___ Record set ___

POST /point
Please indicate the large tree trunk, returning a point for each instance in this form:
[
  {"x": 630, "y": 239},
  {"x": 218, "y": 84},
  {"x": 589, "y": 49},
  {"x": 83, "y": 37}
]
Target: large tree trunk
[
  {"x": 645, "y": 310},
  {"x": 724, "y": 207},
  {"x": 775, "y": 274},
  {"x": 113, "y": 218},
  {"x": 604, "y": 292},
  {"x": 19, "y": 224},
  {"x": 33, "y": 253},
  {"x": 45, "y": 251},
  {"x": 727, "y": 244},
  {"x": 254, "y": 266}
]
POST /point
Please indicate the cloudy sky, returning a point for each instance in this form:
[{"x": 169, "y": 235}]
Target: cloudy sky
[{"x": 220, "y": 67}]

___

Please scale the x and y point coordinates in the answers by 1.95, rounding to whole numbers with halves rounded up, and write out every line of all the items above again, requests included. Leave the numbers in the requests and their format samples unchanged.

Output =>
POST /point
Please indicate the large tree trunk, returning a point for each instance in this form:
[
  {"x": 630, "y": 239},
  {"x": 218, "y": 84},
  {"x": 589, "y": 49},
  {"x": 83, "y": 37}
]
Target: large tree trunk
[
  {"x": 1258, "y": 605},
  {"x": 1412, "y": 404},
  {"x": 1511, "y": 534},
  {"x": 220, "y": 425},
  {"x": 1178, "y": 569},
  {"x": 37, "y": 437},
  {"x": 64, "y": 493},
  {"x": 88, "y": 489},
  {"x": 1418, "y": 476},
  {"x": 495, "y": 519}
]
POST /point
Please indicate the cloudy sky, returning a point for each instance in this form:
[{"x": 169, "y": 235}]
Target: cloudy sky
[{"x": 429, "y": 131}]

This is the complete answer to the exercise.